- **DIRECTIONS FOR THIS TASK**
Copy the rows from the first line down through the line containing "484, 385, 510]]", switching "vegetation" to "foliage" and leaving everything else unchanged.
※ ※ ※
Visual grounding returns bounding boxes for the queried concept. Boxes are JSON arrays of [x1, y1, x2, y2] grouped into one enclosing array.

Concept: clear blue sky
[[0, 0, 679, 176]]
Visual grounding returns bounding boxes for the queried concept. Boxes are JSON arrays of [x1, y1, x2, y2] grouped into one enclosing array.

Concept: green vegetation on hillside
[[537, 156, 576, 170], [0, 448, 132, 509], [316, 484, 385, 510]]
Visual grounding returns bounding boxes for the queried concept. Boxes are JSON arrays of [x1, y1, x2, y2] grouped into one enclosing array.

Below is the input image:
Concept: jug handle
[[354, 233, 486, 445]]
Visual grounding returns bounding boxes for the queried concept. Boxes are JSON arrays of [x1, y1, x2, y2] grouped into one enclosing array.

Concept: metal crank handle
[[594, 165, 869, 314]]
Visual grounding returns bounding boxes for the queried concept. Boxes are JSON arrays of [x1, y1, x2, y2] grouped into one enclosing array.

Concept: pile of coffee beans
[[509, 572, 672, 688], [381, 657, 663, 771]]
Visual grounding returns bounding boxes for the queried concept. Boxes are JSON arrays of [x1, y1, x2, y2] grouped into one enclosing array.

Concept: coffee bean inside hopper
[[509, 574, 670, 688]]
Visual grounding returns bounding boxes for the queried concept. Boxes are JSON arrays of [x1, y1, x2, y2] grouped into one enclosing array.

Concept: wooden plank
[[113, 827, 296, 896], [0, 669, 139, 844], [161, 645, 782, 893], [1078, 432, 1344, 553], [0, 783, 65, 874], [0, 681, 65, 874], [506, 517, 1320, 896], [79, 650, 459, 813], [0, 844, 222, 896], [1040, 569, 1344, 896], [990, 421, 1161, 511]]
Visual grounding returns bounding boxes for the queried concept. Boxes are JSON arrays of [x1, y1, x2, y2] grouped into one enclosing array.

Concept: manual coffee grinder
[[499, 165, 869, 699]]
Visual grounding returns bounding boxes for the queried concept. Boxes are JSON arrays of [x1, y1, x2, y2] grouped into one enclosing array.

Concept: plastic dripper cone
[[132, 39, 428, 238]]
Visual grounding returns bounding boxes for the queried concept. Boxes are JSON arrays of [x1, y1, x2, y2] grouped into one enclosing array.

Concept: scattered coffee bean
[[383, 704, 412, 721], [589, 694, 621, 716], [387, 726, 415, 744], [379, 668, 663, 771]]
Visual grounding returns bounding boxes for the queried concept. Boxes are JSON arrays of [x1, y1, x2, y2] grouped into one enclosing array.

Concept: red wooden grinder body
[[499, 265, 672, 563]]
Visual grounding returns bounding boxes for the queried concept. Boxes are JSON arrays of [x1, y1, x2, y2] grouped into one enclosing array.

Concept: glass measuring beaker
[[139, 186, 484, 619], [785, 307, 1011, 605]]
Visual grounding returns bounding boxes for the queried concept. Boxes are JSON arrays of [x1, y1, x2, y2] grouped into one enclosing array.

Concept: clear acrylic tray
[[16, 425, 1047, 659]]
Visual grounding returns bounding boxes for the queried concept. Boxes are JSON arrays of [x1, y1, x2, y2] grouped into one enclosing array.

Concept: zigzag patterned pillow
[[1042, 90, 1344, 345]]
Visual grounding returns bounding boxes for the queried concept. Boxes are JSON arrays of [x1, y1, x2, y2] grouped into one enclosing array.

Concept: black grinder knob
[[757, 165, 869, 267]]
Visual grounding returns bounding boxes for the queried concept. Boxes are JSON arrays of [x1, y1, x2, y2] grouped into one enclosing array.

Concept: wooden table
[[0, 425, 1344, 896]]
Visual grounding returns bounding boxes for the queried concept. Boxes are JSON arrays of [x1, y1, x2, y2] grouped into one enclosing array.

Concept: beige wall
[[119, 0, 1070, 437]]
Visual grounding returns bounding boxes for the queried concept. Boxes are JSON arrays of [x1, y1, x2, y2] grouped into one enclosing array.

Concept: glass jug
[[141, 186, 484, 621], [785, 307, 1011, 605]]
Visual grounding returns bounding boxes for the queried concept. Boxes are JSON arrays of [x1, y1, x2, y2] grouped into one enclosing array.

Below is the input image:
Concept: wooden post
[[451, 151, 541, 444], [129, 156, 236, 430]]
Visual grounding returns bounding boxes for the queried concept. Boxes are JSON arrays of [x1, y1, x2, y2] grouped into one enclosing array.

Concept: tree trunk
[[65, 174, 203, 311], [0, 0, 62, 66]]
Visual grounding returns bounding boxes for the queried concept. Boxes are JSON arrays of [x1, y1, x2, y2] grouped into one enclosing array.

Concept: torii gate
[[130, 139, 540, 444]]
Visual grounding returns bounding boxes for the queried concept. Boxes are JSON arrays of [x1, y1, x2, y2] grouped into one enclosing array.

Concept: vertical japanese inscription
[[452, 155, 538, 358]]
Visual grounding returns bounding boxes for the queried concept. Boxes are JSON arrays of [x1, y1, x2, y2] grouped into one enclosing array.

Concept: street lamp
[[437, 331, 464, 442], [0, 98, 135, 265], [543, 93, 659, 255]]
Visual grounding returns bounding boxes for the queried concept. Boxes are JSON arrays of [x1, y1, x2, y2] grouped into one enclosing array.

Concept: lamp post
※ ※ ※
- **TASK RESPONSE**
Visual grounding returns bounding boxes for the queried concept. Boxes are JSON arrays of [x1, y1, x2, y2] grouped into one enclosing array.

Concept: clear blue sky
[[0, 0, 679, 176]]
Visual grounding returns bounding boxes for the queried concept. Boxes are JSON arrays of [x1, y1, x2, y2] grouped into one enclosing array.

Concept: green foliage on hillside
[[537, 156, 576, 170], [0, 448, 132, 509], [316, 484, 385, 510]]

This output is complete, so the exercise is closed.